• [Written exercise]: Would you retype, word for word, the line with "the form (495,30);" and every line after it through the end of the records below?

• [Exercise data]:
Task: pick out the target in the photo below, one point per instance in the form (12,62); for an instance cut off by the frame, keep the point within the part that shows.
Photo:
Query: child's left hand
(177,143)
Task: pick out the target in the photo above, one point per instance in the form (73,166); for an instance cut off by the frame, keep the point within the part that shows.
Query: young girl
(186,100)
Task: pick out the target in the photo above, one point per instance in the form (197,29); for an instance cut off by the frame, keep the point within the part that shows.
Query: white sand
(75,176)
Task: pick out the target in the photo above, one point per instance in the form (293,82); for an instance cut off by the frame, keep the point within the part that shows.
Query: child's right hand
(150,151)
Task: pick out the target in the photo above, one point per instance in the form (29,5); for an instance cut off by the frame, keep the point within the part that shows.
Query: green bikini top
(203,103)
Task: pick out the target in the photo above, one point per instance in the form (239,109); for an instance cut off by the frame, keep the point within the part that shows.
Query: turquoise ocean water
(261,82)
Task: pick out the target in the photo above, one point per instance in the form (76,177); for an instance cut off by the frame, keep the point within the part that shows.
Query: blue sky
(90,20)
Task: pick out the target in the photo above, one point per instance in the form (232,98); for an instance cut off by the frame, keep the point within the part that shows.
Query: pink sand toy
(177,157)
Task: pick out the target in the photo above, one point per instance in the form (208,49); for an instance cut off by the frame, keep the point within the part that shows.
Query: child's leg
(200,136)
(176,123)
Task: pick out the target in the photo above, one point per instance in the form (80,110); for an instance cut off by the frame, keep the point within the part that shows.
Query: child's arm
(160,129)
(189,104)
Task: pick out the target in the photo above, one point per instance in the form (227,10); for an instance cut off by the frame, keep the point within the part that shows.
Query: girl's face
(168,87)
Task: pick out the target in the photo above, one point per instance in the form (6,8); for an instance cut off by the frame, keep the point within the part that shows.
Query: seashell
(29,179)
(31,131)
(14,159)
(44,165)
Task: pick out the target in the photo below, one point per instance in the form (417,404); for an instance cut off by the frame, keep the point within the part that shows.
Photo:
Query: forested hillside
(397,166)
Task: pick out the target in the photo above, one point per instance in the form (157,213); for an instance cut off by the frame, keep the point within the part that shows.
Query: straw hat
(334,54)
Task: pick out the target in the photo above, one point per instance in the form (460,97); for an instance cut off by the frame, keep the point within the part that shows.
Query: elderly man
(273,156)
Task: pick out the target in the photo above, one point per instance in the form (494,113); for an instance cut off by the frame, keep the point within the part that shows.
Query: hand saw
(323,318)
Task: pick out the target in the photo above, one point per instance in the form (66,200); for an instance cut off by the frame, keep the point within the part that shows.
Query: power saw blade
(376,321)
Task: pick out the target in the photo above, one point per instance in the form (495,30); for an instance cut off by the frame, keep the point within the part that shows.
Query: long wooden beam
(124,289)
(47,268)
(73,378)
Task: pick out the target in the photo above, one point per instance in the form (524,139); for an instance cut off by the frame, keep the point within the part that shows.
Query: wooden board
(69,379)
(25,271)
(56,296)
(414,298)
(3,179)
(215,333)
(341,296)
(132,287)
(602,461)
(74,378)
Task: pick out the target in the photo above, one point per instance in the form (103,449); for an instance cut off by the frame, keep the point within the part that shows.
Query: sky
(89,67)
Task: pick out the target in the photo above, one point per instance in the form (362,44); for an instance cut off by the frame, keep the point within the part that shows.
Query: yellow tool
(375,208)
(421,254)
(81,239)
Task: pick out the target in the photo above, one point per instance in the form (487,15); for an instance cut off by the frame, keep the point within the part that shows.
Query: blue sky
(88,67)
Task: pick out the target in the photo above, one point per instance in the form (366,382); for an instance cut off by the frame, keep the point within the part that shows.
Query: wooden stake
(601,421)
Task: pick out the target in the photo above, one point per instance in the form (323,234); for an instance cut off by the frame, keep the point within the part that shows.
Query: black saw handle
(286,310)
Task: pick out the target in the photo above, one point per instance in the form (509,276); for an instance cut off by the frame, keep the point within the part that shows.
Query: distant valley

• [Worked solution]:
Task: pick out the target in the photo above, one point per instance in the form (495,30); for an instance cut off by the frame, keep the point within the part that shows.
Query: long wooden beam
(124,289)
(47,268)
(73,378)
Task: pick out the target in the photo above, one point per instance in the form (524,139); for an instance cut off by the frame, keep the point within the part that shows.
Query: wooden board
(69,379)
(25,271)
(56,296)
(414,298)
(3,179)
(215,333)
(341,296)
(132,287)
(602,461)
(74,378)
Task: pick out the target in the photo above, one point per instance in the form (103,449); for an instance cut off by the frame, keep the point within the part that shows.
Query: sky
(89,67)
Task: pick out the target in the photo above, one point per instance in the form (362,44); for an instance cut off by the frame, keep the point within the part that shows.
Query: yellow tool
(375,208)
(421,254)
(81,239)
Task: pick out the target in the photo above, one point per instance in the form (487,15); for an instance cut off by the frame, keep the point within the part that shows.
Query: blue sky
(88,67)
Task: pick out the target in the photo above, one point per instance in the form (366,382); for an instance cut off by the frame, keep the point within the part that shows.
Query: wooden stake
(601,421)
Task: pick out the target in the photo above, one point per instance in the form (323,234); for an instance cut off by the frame, keep the point within the part that shows.
Query: black saw handle
(286,310)
Task: pick out the target in the photo above, one point per instance in the form (509,276); for an instance cut off by the frame, keep the point within the part that shows.
Query: distant valley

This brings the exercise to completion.